[EXTRAIT DU DOCUMENT]
Magazine Journal intime

Avez-vous eurovisionné samedi soir ?

Publié le 26 mai 2008 par Anaïs Valente
Quand j’étais jeune et jolie, soit bien avant d’avoir atteint ma majorité, le samedi du Concours eurovision de la chanson était un samedi sacré.
Dès le matin, je m’organisais.  Je prenais une grande feuille, que je quadrillais savamment, suivant à la lettre mon programme TV.  J’y inscrivais lisiblement (à l’époque, mon écriture était encore lisible), les noms des pays, dans l’ordre de passage.
Puis j’attendais.  J’attendais.  Impatiemment.  Un peu comme une veille du passage de Saint-Nicolas, ou un soir de passage à l’an neuf.  J’attendais.
L’événement.
Je m’installais alors religieusement devant l’écran non plat du téléviseur, et, durant deux heures, je regardais cette émission culte.  Chanson après chanson, je notais les pays participants, sérieusement, à grands coups de ratures, avec des remarques afin de me souvenir de chacun.  Un vrai travail.
J’avais, exceptionnellement, le droit de tout regarder, malgré mon jeune âge, jusqu’aux votes, moment sacré de la soirée.  Germany, ten points,  Allemagne, dix points...  Je luttais contre le sommeil, je m’endormais, parfois, mais je n’aurais manqué ça pour rien au monde.  Et chaque année, c’était la même rengaine, les pays voisins se soutenaient, et je râlais.  Et la Gelbique perdait.

[EXERCICES À FAIRE]
1) Dans le billet sur l'Eurovision, renommez « téléviseur » en « poste » et recopiez le passage qui va de « Je m’installais alors » jusqu'à « Un vrai travail. » inclus.
2) Répondez à ces questions sur le billet sur l'Eurovision :
(a) Qui a publié le billet, et à quelle date ?
(b) Pendant combien de temps l'émission était-elle regardée ?
(c) Quel moment de la soirée est qualifié de sacré ?
Les lignes qui suivent n'ont aucun rapport avec le billet sur l'Eurovision.

[DONNÉES ENREGISTRÉES]
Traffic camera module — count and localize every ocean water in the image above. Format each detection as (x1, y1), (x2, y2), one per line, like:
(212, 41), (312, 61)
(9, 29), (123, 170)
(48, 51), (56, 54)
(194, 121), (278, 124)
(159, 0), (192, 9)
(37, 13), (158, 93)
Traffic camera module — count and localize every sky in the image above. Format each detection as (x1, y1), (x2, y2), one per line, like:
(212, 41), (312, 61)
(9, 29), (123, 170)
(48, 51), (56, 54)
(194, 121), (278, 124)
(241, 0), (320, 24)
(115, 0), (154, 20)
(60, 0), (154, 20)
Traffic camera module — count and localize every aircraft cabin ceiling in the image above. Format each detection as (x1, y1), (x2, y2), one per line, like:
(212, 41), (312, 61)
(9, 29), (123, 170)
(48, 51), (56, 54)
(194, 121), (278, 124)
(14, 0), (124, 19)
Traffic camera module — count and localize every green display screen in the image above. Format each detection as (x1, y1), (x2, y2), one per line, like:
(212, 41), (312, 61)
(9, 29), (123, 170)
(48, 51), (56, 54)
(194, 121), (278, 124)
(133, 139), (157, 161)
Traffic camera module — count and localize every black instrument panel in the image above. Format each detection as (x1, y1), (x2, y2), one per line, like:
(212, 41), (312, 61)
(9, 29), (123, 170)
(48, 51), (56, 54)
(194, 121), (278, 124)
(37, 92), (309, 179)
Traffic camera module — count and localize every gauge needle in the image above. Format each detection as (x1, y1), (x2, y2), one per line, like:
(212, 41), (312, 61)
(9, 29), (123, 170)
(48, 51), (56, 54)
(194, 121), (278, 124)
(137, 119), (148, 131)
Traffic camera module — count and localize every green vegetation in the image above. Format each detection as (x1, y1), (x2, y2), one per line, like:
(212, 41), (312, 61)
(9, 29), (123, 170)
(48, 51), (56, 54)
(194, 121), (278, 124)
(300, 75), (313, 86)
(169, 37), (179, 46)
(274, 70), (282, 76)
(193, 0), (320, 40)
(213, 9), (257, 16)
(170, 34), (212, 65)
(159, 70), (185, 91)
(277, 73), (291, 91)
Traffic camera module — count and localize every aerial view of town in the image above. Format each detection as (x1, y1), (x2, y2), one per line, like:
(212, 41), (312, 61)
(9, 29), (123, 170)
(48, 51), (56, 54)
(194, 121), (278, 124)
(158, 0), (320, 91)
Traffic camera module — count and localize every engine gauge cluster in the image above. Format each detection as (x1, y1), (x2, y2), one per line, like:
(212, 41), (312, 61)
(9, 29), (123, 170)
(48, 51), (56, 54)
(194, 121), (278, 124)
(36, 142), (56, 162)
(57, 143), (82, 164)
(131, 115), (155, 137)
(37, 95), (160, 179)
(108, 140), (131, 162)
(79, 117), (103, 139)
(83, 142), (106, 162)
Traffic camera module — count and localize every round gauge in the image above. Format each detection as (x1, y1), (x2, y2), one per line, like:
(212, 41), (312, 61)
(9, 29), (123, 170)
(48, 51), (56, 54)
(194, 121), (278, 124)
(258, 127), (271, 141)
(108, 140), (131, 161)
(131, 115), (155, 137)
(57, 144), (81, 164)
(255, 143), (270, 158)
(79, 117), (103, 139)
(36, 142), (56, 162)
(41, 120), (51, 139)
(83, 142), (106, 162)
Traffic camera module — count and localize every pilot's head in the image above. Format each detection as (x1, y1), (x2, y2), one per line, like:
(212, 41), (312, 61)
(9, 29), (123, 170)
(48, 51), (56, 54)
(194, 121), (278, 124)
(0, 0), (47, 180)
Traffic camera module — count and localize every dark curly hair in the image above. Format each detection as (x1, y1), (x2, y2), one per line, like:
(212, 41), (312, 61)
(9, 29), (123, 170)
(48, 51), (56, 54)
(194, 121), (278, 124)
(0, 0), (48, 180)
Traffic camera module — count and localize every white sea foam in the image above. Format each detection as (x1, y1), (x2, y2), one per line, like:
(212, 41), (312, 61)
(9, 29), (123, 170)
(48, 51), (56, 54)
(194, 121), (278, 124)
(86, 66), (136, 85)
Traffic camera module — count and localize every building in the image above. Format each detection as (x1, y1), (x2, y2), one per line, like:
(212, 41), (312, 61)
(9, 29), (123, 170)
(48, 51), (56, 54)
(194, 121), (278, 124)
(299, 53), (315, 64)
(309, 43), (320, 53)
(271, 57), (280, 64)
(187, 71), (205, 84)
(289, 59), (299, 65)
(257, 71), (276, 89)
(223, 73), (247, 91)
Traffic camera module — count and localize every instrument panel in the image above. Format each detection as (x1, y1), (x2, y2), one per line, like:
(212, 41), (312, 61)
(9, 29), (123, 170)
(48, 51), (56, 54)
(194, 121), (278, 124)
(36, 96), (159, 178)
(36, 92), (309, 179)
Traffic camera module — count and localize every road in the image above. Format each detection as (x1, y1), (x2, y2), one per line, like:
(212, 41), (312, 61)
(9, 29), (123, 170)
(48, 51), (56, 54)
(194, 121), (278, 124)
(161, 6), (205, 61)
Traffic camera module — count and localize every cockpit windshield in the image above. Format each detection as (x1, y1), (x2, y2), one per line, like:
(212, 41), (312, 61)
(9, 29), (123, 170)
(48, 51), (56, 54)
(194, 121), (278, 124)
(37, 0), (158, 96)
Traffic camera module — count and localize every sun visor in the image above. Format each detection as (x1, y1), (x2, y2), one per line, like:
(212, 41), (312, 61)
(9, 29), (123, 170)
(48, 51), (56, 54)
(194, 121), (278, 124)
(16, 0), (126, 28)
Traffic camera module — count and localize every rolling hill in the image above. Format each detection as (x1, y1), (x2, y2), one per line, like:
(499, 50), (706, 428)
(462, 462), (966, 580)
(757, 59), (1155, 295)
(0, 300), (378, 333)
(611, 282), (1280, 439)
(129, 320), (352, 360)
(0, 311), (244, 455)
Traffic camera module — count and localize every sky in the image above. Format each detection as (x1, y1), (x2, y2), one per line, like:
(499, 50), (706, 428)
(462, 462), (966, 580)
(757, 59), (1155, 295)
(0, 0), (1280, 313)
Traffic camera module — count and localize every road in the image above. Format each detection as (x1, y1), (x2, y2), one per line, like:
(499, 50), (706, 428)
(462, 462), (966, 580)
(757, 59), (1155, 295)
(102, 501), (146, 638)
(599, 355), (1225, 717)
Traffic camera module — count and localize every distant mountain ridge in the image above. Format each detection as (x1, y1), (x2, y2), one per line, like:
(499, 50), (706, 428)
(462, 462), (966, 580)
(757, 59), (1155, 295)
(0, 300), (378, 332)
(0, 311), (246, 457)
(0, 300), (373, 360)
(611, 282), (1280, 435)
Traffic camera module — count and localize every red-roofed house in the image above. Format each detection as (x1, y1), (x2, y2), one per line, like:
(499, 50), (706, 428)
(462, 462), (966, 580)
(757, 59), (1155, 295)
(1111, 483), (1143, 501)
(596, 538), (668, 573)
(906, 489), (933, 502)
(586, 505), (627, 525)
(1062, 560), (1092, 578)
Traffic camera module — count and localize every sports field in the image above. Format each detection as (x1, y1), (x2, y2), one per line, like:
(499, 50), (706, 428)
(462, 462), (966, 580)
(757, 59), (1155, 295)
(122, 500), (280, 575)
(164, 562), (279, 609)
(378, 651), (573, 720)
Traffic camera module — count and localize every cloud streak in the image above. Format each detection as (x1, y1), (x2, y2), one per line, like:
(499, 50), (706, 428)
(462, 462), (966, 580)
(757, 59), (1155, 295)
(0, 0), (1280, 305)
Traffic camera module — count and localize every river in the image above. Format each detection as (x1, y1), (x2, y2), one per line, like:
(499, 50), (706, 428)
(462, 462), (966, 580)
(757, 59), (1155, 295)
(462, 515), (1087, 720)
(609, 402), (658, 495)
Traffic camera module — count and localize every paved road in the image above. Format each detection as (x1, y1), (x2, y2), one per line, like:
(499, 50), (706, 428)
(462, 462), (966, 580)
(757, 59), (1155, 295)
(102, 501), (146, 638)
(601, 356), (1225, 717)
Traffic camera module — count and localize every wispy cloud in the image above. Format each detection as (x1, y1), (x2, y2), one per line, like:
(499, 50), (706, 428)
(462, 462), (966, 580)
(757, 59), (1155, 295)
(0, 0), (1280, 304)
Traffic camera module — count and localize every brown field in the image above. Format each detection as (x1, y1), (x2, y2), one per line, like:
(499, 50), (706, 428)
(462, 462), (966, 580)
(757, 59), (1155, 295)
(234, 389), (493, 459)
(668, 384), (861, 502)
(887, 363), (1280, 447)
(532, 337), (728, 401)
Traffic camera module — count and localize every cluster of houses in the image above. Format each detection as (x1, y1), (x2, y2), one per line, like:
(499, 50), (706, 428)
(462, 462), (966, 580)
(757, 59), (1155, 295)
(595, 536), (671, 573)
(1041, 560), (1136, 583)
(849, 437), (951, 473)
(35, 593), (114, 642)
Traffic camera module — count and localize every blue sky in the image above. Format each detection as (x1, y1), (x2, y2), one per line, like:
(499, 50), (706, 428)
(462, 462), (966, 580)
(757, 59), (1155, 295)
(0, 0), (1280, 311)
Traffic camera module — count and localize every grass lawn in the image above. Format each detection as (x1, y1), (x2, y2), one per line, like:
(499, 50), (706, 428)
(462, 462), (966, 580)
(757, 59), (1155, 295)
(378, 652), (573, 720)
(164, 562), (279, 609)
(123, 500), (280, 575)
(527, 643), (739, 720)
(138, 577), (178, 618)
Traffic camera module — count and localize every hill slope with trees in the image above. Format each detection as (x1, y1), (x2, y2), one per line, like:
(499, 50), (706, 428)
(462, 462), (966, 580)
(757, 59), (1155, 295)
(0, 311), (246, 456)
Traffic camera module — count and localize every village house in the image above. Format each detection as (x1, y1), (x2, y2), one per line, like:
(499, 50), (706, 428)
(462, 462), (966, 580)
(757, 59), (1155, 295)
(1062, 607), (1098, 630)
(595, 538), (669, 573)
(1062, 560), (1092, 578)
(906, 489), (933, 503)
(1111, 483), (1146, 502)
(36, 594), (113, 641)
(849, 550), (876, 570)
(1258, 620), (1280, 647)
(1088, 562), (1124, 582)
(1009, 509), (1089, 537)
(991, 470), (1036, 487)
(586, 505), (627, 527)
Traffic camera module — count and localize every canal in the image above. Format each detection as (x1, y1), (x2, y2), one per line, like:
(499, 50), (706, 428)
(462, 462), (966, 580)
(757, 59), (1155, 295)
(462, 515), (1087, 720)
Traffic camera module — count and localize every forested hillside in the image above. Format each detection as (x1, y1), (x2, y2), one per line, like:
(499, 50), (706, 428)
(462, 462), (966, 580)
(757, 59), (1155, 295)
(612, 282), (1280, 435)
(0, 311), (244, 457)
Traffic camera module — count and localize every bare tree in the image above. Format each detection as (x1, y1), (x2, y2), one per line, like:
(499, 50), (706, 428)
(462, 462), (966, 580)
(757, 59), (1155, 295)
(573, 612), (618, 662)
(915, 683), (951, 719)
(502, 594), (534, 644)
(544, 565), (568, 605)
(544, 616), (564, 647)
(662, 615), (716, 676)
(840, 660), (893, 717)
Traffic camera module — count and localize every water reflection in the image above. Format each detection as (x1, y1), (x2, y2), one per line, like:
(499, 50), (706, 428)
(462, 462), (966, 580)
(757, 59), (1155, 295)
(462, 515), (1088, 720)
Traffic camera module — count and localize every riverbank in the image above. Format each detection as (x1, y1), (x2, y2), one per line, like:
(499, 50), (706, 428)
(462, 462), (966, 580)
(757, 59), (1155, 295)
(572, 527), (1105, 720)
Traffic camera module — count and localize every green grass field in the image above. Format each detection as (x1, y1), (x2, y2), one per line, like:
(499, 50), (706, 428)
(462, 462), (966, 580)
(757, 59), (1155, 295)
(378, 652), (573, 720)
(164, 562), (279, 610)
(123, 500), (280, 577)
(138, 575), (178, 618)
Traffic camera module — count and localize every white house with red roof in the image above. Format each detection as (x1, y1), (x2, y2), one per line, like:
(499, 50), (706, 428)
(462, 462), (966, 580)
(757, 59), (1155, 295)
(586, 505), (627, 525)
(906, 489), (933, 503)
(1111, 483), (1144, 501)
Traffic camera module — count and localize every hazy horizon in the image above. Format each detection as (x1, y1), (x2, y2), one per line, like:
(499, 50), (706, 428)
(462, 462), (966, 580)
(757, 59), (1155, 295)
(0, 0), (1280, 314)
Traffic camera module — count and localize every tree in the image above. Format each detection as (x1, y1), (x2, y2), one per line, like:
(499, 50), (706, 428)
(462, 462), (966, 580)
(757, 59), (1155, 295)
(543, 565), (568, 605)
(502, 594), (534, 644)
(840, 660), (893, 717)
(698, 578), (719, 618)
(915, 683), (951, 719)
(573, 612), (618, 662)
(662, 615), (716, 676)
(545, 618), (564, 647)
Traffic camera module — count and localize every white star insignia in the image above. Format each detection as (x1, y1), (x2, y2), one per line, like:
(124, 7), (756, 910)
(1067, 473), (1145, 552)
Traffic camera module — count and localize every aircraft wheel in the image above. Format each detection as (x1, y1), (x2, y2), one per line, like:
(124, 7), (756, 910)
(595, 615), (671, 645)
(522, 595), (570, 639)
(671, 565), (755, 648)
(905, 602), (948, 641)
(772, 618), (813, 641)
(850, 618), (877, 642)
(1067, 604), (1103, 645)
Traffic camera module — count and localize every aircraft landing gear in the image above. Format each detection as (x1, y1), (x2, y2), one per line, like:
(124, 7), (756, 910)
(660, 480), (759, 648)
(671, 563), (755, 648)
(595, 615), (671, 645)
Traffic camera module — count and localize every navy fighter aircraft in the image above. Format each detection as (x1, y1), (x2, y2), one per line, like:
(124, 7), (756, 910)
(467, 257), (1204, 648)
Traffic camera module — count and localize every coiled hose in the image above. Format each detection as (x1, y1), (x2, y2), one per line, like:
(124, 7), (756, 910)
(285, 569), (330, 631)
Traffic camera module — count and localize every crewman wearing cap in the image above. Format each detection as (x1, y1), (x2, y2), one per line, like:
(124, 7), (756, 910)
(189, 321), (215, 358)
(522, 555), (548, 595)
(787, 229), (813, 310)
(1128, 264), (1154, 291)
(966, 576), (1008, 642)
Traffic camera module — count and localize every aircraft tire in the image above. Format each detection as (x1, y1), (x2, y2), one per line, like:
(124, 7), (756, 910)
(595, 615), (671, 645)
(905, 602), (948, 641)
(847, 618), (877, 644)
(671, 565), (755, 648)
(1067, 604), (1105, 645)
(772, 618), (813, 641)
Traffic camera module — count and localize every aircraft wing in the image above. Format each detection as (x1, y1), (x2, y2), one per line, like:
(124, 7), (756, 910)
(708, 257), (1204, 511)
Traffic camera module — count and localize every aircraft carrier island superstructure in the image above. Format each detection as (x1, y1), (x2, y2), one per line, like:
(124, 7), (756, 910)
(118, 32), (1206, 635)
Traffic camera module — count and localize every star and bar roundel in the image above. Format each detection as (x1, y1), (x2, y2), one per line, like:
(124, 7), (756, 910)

[CORRIGÉ DES EXERCICES]
1)
Je m’installais alors religieusement devant l’écran non plat du poste, et, durant deux heures, je regardais cette émission culte.  Chanson après chanson, je notais les pays participants, sérieusement, à grands coups de ratures, avec des remarques afin de me souvenir de chacun.  Un vrai travail.

2)
(a) Anaïs Valente, le 26 mai 2008.
(b) Deux heures.
(c) Les votes.